[[ Source data open ]]

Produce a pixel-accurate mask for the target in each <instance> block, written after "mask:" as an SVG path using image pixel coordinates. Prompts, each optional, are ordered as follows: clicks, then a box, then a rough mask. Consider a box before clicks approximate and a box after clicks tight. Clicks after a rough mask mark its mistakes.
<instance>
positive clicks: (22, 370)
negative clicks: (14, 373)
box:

[[ Source data closed ]]

**Work order**
Every line of the listing, first to last, should be retyped exactly.

**Reply to the exercise**
Produce a pixel-accurate mask for the target in each <instance> block, written after "mask:" as an SVG path using image pixel coordinates. Prompts, each optional, are ordered as follows: clicks, then a box, then a rough mask. Consider a box before clicks approximate and a box after clicks tight. Clicks after a rough mask mark its mistakes.
<instance>
positive clicks: (22, 370)
negative clicks: (14, 373)
box:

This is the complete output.